| Task to carry out |
In the text on heart health screenings, how long should a person fast before the cholesterol test?

:: Text section ::

Community Interest


Heart disease accounts for 1 in 3 deaths according to American Heart Association statistics. This ranks among the leading causes of death for Americans. The incidence of cardiovascular disease also is high in Missouri, which has led the St. Charles County Department of Public Health to introduce heart health screening programs this month. 

“The goal of public health is primary prevention, focused on minimizing the occurrence of disease and promoting the health of the community,” says Department of Public Health Director Hope Woodson. “We recognize that knowing your numbers is an important part of the effort to prevent chronic disease. Because of this, our Health Services’ Clinic presents convenient, affordable ways for our citizens to obtain baseline health information, educational resources and treatment assistance.” 

Located at 1650 Boones Lick Road in St. Charles, the Health Services’ Clinic now offers a variety of services to help citizens prevent chronic disease. The heart health screenings will include blood testing of cholesterol and glucose levels, blood pressure examination and Body Mass Index analysis. To introduce these services during American Heart Month, there will be no appointment required in February. These tests are conducted between 8:30 a.m. and 4:30 p.m. Monday through Friday. For more information on the new services available, please call 636-949-7319 or visit

Heart health screening programs will monitor:

  • Cholesterol levels – It is recommended that individuals ages 20 and older have their cholesterol levels checked every four to six years. A small sample of blood is collected during this test, which should be completed after fasting for 9-12 hours prior.
  • Blood Sugar levels – It is recommended that individuals who are pre-diabetic or who have a BMI of 25 or higher undergo annual blood glucose testing. A small sample of blood is collected during these tests. An A1C test measures average blood glucose control for the past 2-3 months and does not require fasting, but the Fasting Glucose Test should be completed after not eating or drinking for about eight hours.
  • Blood Pressure – It is recommended that individuals ages 18 and older undergo this screening at least every two years to provide information about their health. During the test, an inflatable cuff wraps around the arm to measure the pressure on arteries during blood flow.
  • Height/Weight analysis – A measurement of an individual’s height and weight, Body Mass Index (BMI) can help screen risks for potential health problems. A BMI of 25.0 or higher is considered overweight and can indicate the need for other assessment by a medical professional.

:::
:: Data shown ::

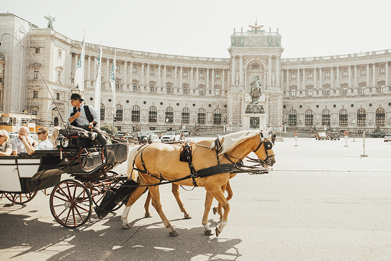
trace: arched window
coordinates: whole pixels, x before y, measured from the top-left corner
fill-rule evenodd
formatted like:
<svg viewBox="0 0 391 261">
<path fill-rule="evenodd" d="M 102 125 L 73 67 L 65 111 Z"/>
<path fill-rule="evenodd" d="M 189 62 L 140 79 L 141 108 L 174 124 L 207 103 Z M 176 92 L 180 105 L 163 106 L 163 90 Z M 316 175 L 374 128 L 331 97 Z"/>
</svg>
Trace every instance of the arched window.
<svg viewBox="0 0 391 261">
<path fill-rule="evenodd" d="M 367 119 L 367 113 L 364 109 L 357 111 L 357 125 L 365 125 Z"/>
<path fill-rule="evenodd" d="M 131 121 L 140 121 L 140 107 L 137 105 L 131 107 Z"/>
<path fill-rule="evenodd" d="M 297 124 L 297 113 L 294 110 L 289 111 L 289 113 L 288 114 L 288 124 L 289 125 Z"/>
<path fill-rule="evenodd" d="M 213 112 L 213 123 L 216 124 L 221 124 L 221 111 L 216 109 Z"/>
<path fill-rule="evenodd" d="M 202 108 L 198 110 L 197 115 L 197 122 L 198 123 L 205 123 L 205 110 Z"/>
<path fill-rule="evenodd" d="M 115 105 L 115 110 L 117 110 L 115 113 L 115 120 L 122 120 L 122 106 L 117 104 Z"/>
<path fill-rule="evenodd" d="M 166 122 L 174 122 L 174 110 L 171 107 L 166 108 L 166 117 L 164 119 Z"/>
<path fill-rule="evenodd" d="M 376 125 L 384 125 L 386 121 L 386 112 L 384 109 L 379 108 L 376 110 Z"/>
<path fill-rule="evenodd" d="M 348 125 L 348 111 L 345 109 L 339 111 L 339 125 Z"/>
<path fill-rule="evenodd" d="M 155 106 L 151 106 L 148 110 L 148 122 L 156 122 L 157 119 L 157 110 Z"/>
<path fill-rule="evenodd" d="M 305 125 L 312 125 L 314 124 L 314 113 L 311 110 L 305 111 L 305 118 L 304 119 Z"/>
<path fill-rule="evenodd" d="M 322 125 L 330 125 L 330 111 L 324 110 L 322 112 Z"/>
<path fill-rule="evenodd" d="M 99 112 L 101 120 L 105 120 L 105 105 L 103 103 L 101 103 L 101 109 Z"/>
<path fill-rule="evenodd" d="M 182 109 L 182 123 L 190 123 L 190 110 L 187 108 Z"/>
</svg>

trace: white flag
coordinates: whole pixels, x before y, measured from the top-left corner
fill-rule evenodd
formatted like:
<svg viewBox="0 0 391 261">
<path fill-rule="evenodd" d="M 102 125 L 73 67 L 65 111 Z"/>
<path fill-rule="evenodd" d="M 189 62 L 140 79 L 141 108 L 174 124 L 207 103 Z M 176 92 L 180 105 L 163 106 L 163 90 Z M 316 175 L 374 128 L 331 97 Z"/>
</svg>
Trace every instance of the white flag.
<svg viewBox="0 0 391 261">
<path fill-rule="evenodd" d="M 98 67 L 98 73 L 96 75 L 96 81 L 95 83 L 95 110 L 98 112 L 100 111 L 101 109 L 101 85 L 102 85 L 102 43 L 101 43 L 101 47 L 99 49 L 99 52 L 98 53 L 98 57 L 96 58 L 96 65 Z"/>
<path fill-rule="evenodd" d="M 111 85 L 111 90 L 113 91 L 113 110 L 115 110 L 115 59 L 117 55 L 117 50 L 114 53 L 114 59 L 113 66 L 111 67 L 111 71 L 110 72 L 110 83 Z"/>
<path fill-rule="evenodd" d="M 75 73 L 75 87 L 79 85 L 79 89 L 81 91 L 84 91 L 84 57 L 85 57 L 85 44 L 84 37 L 83 37 L 83 42 L 82 42 L 82 53 L 80 54 L 80 57 L 79 58 L 79 62 L 77 63 L 76 73 Z"/>
</svg>

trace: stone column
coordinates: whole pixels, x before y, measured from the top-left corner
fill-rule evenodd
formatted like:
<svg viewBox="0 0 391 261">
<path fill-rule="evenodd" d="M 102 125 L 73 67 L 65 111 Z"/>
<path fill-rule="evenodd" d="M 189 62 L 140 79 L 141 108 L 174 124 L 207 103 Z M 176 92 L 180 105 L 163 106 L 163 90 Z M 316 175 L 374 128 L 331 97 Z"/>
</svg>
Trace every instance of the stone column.
<svg viewBox="0 0 391 261">
<path fill-rule="evenodd" d="M 279 56 L 276 57 L 276 85 L 280 85 L 280 59 Z"/>
<path fill-rule="evenodd" d="M 272 56 L 269 55 L 269 63 L 267 64 L 267 86 L 272 85 Z"/>
<path fill-rule="evenodd" d="M 232 75 L 231 77 L 231 85 L 235 85 L 235 57 L 232 56 L 232 59 L 231 59 L 231 61 L 232 62 L 232 70 L 231 71 Z M 77 62 L 76 62 L 76 64 Z"/>
<path fill-rule="evenodd" d="M 351 66 L 348 67 L 348 87 L 349 89 L 351 88 Z"/>
<path fill-rule="evenodd" d="M 215 69 L 212 68 L 212 84 L 211 85 L 211 89 L 212 90 L 215 89 Z M 213 92 L 212 91 L 212 93 Z M 213 96 L 215 96 L 214 94 L 212 94 Z"/>
<path fill-rule="evenodd" d="M 225 79 L 225 69 L 223 69 L 222 72 L 221 73 L 221 91 L 224 90 L 224 83 Z"/>
<path fill-rule="evenodd" d="M 243 55 L 239 56 L 239 84 L 243 85 Z"/>
<path fill-rule="evenodd" d="M 194 73 L 193 71 L 193 68 L 191 67 L 190 68 L 190 84 L 189 85 L 189 94 L 190 93 L 190 90 L 192 90 L 193 88 L 193 81 L 194 81 L 194 77 L 193 74 Z"/>
<path fill-rule="evenodd" d="M 150 74 L 151 74 L 151 64 L 147 64 L 147 82 L 145 85 L 147 86 L 147 91 L 149 92 L 148 88 L 150 86 Z"/>
<path fill-rule="evenodd" d="M 178 86 L 178 89 L 182 89 L 182 81 L 183 79 L 183 68 L 182 66 L 179 66 L 179 84 Z"/>
<path fill-rule="evenodd" d="M 159 64 L 157 66 L 157 87 L 159 88 L 162 87 L 161 70 L 162 66 Z"/>
<path fill-rule="evenodd" d="M 196 68 L 196 88 L 198 88 L 198 78 L 199 78 L 199 73 L 198 72 L 198 68 Z"/>
</svg>

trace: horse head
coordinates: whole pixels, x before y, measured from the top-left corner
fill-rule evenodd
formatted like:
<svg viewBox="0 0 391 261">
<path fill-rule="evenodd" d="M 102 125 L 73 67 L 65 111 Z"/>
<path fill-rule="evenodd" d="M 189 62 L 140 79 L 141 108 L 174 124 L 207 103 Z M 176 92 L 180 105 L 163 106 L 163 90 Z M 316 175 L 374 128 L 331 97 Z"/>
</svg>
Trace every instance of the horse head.
<svg viewBox="0 0 391 261">
<path fill-rule="evenodd" d="M 269 136 L 269 132 L 271 128 L 265 131 L 260 132 L 259 145 L 258 145 L 254 150 L 254 152 L 261 160 L 263 167 L 273 166 L 276 163 L 274 152 L 273 151 L 273 143 L 271 138 Z"/>
</svg>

:::

| Exercise answer |
For 9 to 12 hours.